Given problem =>
Give the data below again exactly as written, without its pictures.

Data listing =>
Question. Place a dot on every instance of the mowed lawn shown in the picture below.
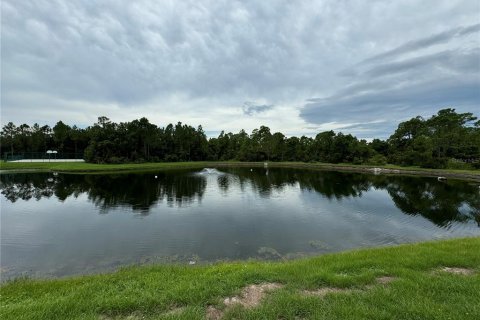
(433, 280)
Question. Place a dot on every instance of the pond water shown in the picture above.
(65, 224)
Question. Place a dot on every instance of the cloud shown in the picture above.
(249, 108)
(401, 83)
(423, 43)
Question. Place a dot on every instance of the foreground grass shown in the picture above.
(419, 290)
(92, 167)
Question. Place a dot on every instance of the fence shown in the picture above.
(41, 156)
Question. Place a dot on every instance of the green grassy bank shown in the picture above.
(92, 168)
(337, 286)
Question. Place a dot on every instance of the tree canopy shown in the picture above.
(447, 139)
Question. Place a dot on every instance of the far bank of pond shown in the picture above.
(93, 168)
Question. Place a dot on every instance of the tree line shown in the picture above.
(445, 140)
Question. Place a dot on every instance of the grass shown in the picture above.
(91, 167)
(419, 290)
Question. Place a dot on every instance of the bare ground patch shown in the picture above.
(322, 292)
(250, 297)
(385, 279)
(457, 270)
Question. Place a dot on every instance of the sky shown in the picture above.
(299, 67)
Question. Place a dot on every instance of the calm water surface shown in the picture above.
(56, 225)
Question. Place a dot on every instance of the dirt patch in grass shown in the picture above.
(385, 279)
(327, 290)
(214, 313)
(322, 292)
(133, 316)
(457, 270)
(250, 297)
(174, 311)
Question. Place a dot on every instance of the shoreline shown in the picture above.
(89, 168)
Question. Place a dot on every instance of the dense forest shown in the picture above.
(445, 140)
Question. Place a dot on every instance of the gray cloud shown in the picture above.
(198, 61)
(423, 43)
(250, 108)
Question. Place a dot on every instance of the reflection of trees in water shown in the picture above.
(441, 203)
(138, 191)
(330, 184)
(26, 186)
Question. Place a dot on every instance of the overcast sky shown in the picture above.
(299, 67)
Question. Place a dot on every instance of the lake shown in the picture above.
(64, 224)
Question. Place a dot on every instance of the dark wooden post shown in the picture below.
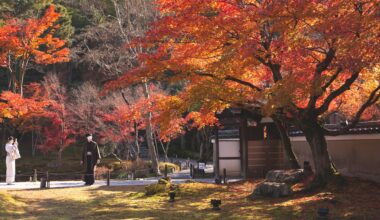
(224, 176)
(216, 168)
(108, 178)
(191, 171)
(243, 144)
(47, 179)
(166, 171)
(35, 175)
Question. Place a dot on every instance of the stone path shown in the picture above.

Output for this exercise =>
Question. Place a dot on every instance of the mowed lawn shown in the picture below.
(433, 280)
Question. Place a dot on every instance of the pond water shown in the picture above.
(65, 224)
Question. Place a dot on every instance of the cloud shown in the picture above.
(249, 108)
(401, 83)
(423, 43)
Question. Place a dot on every instance of the foreground grass shown in the picture above.
(419, 290)
(92, 167)
Question. Place a dot on every instance of the fence shown in the picture above.
(41, 156)
Question. Place a dot on every instance of the green grassy bank shown in the picture above.
(92, 168)
(337, 286)
Question. Place a dot on every instance of the tree canopy shown in the picture above.
(447, 139)
Question. Place a dot on every instance of the far bank of pond shown in the picture above.
(93, 168)
Question. Place a dot on every instance of the tree line shown in the picture above.
(445, 140)
Question. Place a dot on every instance of the grass shown in the picture above.
(91, 167)
(419, 290)
Question. Place a dot on every instance of the bare ground patch shown in the picture above.
(322, 292)
(250, 297)
(385, 279)
(457, 270)
Question. Place a dot on every instance of the sky shown in the picture above.
(299, 67)
Question. Place a dot on every instance of the calm water surface shown in the picture above.
(56, 225)
Question. Place a dot on every instance of the dirt patch in grass shown in the picture above.
(385, 279)
(327, 290)
(214, 313)
(322, 292)
(133, 316)
(457, 270)
(250, 297)
(174, 311)
Question. Place a dot on every instance of the shoreline shown in the picture above.
(89, 168)
Question. Place a dot on every instance of the dense forest shown in the picture above.
(445, 140)
Question. Place a dot on every instance of the gray cloud shown in the picture above.
(198, 61)
(423, 43)
(250, 108)
Question. Place a dot on every instance of the reflection of trees in water shown in the picture above.
(441, 203)
(138, 191)
(330, 184)
(26, 186)
Question. Place a dot on every instance of the overcast sky shown in the picture above.
(299, 67)
Question. Place a dot on every instance of the lake shown in the picture above.
(64, 224)
Question. Place a dot on every instance of the dark wooden post shown in the picture below.
(224, 176)
(216, 168)
(108, 178)
(191, 171)
(243, 144)
(47, 179)
(166, 171)
(35, 175)
Question. Place a dot on every instance of the stone path shown in the picture above.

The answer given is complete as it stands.